** Material provided **
•••••
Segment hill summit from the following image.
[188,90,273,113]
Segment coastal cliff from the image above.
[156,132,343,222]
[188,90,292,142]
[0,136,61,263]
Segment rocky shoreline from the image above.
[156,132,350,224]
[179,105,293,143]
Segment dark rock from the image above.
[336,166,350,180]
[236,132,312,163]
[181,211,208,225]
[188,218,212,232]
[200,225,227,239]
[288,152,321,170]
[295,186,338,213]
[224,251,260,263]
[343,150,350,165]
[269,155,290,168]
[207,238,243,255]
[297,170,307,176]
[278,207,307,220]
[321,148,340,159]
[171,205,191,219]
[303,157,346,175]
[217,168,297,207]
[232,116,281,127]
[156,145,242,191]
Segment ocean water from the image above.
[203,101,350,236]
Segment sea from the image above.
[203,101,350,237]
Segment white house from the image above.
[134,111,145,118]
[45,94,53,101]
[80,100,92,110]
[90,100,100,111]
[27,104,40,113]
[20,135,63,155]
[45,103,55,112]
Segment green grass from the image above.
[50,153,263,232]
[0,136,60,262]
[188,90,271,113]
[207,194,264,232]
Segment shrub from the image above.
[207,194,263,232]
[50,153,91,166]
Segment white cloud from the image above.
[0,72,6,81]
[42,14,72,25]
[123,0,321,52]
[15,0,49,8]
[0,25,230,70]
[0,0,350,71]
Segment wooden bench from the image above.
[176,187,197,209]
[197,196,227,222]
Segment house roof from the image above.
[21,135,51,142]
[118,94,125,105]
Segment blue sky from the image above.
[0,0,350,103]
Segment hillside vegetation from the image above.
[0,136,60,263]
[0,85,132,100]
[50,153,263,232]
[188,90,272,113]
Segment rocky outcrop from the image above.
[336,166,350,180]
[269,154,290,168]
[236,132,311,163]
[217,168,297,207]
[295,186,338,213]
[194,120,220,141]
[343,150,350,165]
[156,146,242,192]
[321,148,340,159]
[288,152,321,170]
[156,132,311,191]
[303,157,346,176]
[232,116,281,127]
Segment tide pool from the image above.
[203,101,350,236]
•••••
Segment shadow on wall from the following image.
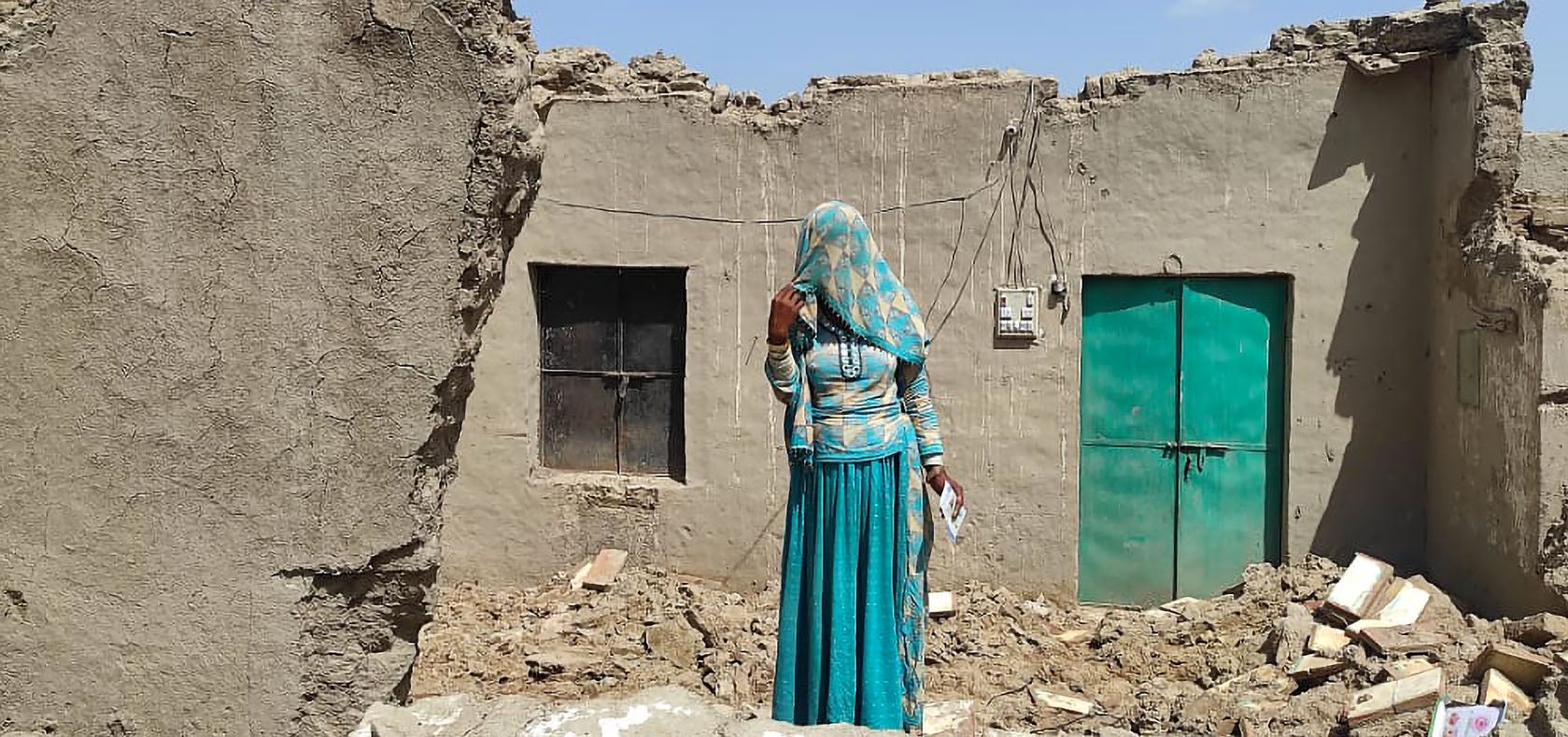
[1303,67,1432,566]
•••••
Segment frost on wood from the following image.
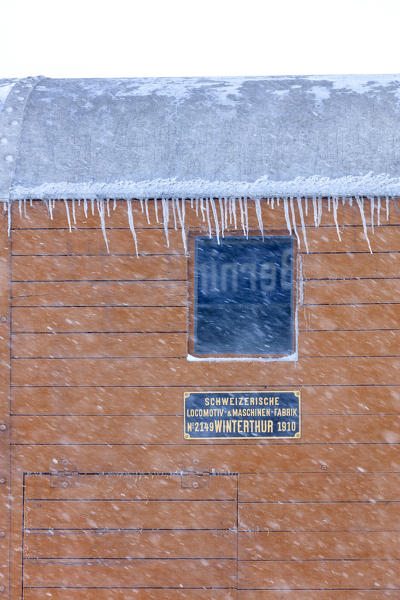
•••••
Copy out the lines from the one containing "Segment blue sky from the image above." through the one containing "[188,90,272,113]", changing "hillside vegetation" to "hillside plants" and keeping everything else the same.

** Task response **
Segment blue sky from the image above.
[0,0,350,103]
Segment hillside plants from the image above.
[0,136,60,263]
[0,85,132,100]
[50,153,263,232]
[188,90,272,113]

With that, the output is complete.